Lesetext —

========================

In der weiteren Entwicklung der Weltgeschichte taucht Okinawa erst wieder gegen Ende des Zweiten Weltkriegs auf. Die Schlacht um Okinawa begann am 1. April 1945 und stellte den einzigen Landkampf auf japanischem Territorium dar. In einem ungefähr drei Monate andauernden Kampf verloren 12.500 Amerikaner und geschätzte 250.000 japanische Soldaten und Einwohner Ryūkyūs ihr Leben. Die Infrastruktur wurde komplett zerstört. Wie die hohen Opferzahlen belegen, nahm weder die japanische noch die amerikanische Seite viel Rücksicht auf die zivile Bevölkerung. Nach Kriegsende richteten die USA auf Okinawa ihren zweitgrößten Marine- und Luftwaffenstützpunkt in Ostasien ein.
Nach dem Krieg blieb Okinawa als politisches Waisenkind zurück. Zunächst fielen alle Gebiete südlich des 29. Breitengrads unter eine Militärregierung der USA. Zwar sicherte der Friedensvertrag von San Francisco vom 8. September 1951 den Japanern eine gewisse Rest-Herrschaft (eine sogenannte „residual sovereignity“) über die Ryūkyū-Inseln zu, die eigentliche Kontrolle behielten aber die Amerikaner. Im Zusammenhang mit dem Friedensvertrag erhoben weite Teile der lokalen Bevölkerung den Vorwurf eines Handels, demzufolge den USA die Ryūkyū-Inseln überlassen wurden und im Gegenzug dafür Japan die Unabhängigkeit erhielt.

========================

Datenauszug —
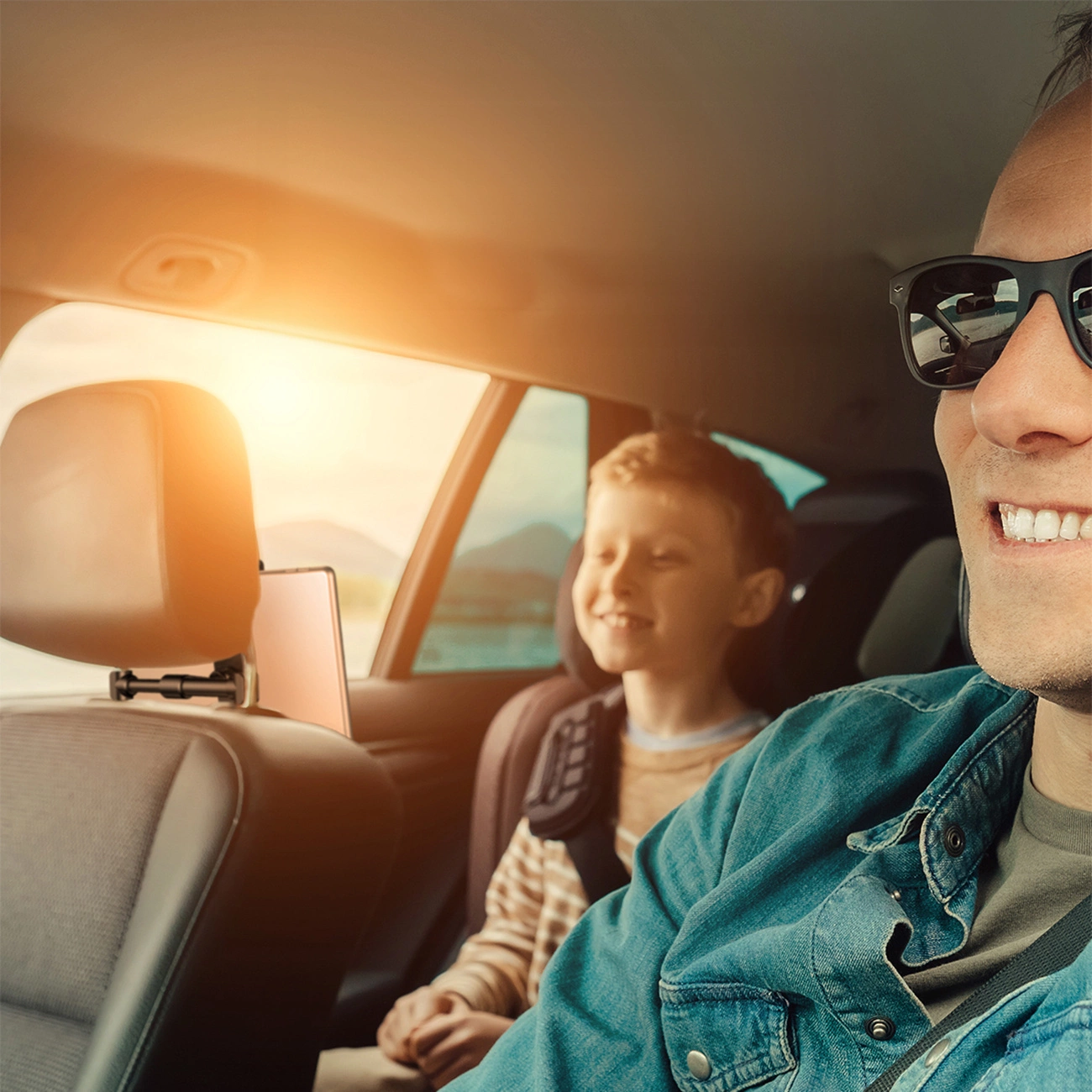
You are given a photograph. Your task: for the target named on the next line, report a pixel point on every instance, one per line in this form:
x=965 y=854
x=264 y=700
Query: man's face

========================

Aufgabe —
Schreib den Lesetext über Okinawa ab „In der weiteren“ bis einschließlich „in Ostasien ein.“ um und setze dabei „US-Amerikaner“ an die Stelle von „Amerikaner“.

Lösung —
In der weiteren Entwicklung der Weltgeschichte taucht Okinawa erst wieder gegen Ende des Zweiten Weltkriegs auf. Die Schlacht um Okinawa begann am 1. April 1945 und stellte den einzigen Landkampf auf japanischem Territorium dar. In einem ungefähr drei Monate andauernden Kampf verloren 12.500 US-Amerikaner und geschätzte 250.000 japanische Soldaten und Einwohner Ryūkyūs ihr Leben. Die Infrastruktur wurde komplett zerstört. Wie die hohen Opferzahlen belegen, nahm weder die japanische noch die amerikanische Seite viel Rücksicht auf die zivile Bevölkerung. Nach Kriegsende richteten die USA auf Okinawa ihren zweitgrößten Marine- und Luftwaffenstützpunkt in Ostasien ein.